[Start]

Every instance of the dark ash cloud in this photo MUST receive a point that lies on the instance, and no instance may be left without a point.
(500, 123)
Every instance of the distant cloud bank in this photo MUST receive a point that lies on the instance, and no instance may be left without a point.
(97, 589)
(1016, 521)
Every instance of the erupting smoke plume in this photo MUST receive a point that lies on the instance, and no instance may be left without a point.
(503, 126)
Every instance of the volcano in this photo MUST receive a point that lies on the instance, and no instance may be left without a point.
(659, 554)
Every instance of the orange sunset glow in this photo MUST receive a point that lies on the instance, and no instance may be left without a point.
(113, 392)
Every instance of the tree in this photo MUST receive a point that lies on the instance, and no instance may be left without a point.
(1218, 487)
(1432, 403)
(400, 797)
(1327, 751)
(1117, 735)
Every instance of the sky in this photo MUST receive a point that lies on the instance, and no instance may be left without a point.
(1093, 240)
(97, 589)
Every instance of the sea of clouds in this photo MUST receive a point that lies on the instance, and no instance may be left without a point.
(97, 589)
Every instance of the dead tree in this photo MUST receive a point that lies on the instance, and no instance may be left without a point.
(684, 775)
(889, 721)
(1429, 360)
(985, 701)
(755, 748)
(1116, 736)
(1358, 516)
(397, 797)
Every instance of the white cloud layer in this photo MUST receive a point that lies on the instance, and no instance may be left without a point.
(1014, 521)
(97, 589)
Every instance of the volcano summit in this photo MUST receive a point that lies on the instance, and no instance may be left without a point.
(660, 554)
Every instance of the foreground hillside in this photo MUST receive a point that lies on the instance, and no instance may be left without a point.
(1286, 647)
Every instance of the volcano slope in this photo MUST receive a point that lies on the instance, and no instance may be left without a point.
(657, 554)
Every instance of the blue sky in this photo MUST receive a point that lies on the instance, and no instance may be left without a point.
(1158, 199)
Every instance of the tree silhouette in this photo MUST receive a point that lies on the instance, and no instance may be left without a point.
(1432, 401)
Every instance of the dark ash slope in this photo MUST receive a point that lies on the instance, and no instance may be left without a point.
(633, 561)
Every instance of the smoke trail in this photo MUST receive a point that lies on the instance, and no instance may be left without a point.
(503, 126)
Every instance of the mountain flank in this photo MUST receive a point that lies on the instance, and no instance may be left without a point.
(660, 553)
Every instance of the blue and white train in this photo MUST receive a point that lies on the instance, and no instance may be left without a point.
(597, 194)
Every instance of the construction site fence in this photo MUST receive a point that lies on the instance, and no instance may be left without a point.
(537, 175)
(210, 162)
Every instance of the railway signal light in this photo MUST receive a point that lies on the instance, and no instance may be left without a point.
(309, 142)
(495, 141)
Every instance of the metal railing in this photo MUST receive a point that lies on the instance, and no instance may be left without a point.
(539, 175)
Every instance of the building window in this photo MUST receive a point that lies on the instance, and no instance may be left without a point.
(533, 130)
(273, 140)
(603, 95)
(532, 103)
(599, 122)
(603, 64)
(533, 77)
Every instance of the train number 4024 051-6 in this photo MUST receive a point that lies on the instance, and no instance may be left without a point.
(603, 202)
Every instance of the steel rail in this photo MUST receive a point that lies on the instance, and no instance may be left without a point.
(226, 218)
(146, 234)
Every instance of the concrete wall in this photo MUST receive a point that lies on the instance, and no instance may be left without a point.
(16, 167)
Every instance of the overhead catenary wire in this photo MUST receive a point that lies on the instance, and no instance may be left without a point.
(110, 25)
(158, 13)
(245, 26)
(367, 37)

[End]
[Start]

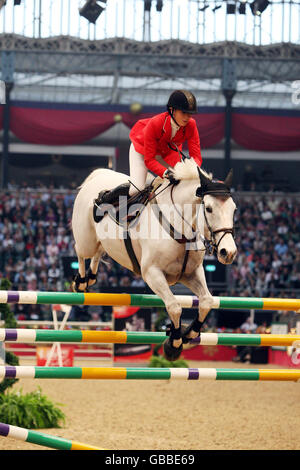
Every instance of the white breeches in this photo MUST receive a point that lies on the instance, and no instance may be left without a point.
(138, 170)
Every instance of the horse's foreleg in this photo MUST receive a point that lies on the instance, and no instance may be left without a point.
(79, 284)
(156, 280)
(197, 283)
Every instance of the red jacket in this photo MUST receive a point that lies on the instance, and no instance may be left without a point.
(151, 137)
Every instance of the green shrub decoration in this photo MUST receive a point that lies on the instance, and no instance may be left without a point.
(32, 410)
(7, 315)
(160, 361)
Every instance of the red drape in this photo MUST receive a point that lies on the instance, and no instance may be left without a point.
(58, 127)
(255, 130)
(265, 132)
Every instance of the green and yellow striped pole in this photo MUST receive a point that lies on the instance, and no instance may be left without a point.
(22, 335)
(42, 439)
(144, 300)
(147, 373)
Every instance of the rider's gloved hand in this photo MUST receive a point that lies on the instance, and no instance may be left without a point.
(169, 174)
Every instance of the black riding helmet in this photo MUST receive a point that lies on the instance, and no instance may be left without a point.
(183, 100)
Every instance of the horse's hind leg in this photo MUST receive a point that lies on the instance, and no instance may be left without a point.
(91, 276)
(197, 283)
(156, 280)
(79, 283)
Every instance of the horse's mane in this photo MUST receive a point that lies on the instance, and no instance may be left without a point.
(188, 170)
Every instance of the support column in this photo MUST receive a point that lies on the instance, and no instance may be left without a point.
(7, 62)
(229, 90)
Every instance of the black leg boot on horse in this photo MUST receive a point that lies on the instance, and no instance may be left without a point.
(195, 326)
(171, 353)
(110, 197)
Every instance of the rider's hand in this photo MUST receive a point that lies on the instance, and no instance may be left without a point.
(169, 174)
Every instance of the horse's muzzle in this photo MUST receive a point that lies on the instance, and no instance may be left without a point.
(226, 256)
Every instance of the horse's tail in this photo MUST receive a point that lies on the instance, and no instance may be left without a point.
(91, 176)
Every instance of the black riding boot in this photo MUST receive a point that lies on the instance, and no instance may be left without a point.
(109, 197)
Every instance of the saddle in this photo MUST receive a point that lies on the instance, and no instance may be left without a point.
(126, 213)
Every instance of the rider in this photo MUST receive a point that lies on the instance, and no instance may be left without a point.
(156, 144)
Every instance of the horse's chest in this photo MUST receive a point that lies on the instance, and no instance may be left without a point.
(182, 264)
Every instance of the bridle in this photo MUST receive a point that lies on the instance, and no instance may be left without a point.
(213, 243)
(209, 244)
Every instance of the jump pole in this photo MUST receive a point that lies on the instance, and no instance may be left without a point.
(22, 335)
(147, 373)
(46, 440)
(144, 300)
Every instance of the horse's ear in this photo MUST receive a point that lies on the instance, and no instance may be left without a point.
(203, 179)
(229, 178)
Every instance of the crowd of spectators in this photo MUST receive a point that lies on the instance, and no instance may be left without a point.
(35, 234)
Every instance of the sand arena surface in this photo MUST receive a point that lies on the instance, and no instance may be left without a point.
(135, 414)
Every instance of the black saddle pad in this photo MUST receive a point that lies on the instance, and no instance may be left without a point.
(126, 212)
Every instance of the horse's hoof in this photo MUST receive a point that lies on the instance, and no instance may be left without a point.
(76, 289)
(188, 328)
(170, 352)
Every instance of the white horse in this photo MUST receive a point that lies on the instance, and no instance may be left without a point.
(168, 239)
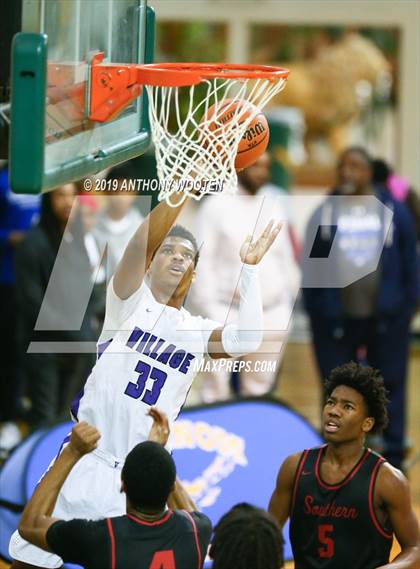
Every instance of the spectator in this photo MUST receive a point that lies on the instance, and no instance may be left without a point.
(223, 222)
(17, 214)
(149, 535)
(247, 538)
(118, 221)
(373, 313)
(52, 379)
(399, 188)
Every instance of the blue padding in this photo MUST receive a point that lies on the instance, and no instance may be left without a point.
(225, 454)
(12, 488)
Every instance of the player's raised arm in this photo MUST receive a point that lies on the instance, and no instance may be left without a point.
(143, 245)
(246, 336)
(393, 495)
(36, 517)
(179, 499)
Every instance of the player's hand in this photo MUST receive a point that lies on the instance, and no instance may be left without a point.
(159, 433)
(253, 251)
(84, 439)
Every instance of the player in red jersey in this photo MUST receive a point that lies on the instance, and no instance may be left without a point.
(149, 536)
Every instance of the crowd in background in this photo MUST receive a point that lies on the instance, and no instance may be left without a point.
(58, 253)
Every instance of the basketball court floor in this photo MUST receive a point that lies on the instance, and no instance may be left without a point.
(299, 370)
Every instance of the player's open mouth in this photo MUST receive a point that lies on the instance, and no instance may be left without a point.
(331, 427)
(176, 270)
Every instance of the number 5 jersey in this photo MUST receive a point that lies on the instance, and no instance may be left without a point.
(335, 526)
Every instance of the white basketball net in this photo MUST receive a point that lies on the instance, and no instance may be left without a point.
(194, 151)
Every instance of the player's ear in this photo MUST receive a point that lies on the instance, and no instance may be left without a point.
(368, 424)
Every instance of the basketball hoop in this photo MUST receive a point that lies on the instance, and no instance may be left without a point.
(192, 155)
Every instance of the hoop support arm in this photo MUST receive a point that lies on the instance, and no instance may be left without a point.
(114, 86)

[End]
[Start]

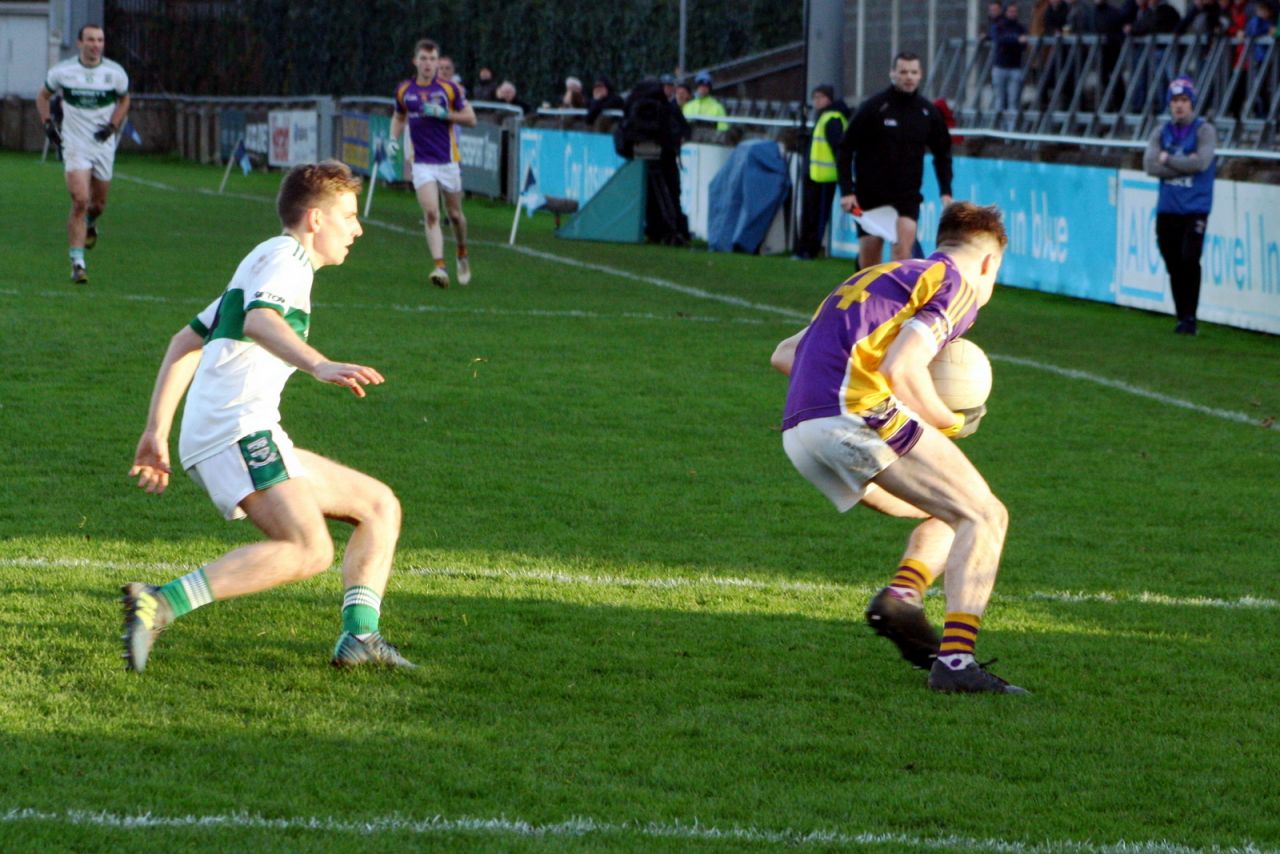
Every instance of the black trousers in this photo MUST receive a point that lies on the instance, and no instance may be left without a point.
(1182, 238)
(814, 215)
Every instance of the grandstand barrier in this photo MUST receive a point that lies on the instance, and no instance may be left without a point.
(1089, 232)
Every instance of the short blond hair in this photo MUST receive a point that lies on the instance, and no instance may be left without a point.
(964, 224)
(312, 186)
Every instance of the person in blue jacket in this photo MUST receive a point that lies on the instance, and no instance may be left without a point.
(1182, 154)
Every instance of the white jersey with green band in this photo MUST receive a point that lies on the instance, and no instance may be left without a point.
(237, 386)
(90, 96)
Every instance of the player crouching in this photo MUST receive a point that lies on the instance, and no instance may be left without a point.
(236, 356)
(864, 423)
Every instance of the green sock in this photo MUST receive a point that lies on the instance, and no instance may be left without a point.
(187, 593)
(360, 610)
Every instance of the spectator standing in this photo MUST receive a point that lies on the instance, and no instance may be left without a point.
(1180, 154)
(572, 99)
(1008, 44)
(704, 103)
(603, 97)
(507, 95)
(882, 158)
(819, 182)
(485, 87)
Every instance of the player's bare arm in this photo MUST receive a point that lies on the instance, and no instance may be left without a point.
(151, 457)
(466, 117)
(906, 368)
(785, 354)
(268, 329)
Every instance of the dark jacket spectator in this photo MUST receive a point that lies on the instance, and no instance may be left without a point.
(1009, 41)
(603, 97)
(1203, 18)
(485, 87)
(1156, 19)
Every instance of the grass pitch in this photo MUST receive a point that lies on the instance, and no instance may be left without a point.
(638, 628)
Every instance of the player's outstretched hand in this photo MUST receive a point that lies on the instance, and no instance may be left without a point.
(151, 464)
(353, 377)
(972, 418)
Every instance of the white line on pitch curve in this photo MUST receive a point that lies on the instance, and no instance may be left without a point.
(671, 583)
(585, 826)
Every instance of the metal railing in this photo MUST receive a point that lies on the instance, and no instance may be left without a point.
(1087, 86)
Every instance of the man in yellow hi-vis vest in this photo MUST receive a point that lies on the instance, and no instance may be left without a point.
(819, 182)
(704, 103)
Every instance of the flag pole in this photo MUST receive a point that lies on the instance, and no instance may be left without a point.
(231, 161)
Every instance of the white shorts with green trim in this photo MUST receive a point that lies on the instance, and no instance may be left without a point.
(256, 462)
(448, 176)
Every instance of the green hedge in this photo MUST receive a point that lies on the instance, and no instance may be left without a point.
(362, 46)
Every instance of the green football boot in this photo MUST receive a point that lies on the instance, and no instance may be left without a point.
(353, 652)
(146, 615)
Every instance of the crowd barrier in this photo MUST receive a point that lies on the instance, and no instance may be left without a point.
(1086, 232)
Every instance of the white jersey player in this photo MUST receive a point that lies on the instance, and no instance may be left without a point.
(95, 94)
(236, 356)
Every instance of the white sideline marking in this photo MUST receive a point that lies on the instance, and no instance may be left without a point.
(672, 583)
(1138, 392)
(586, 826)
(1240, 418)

[End]

* Directions for this task *
Copy out, character for character, the lines of the items above, beginning with the line that contains "Every instance of the black trousers" and stopping after the line that contains "(1182, 154)".

* Task response *
Every instance of the black trousers in this photo MUST receive a point that lies on the instance, and no instance may be left without a point.
(1182, 238)
(814, 215)
Every instance of the grandstand barrier in this photo MUST receive a point that lies on the instance, and no instance may be left without a point.
(1089, 232)
Every instance of the short blond hair in this photo MUST receive a point that lies on the instance, and no instance may be left without a point.
(964, 224)
(312, 186)
Every instance of the person in blue jacket in this photo MUST receive a point that lies on the instance, and no instance may be left without a point.
(1182, 154)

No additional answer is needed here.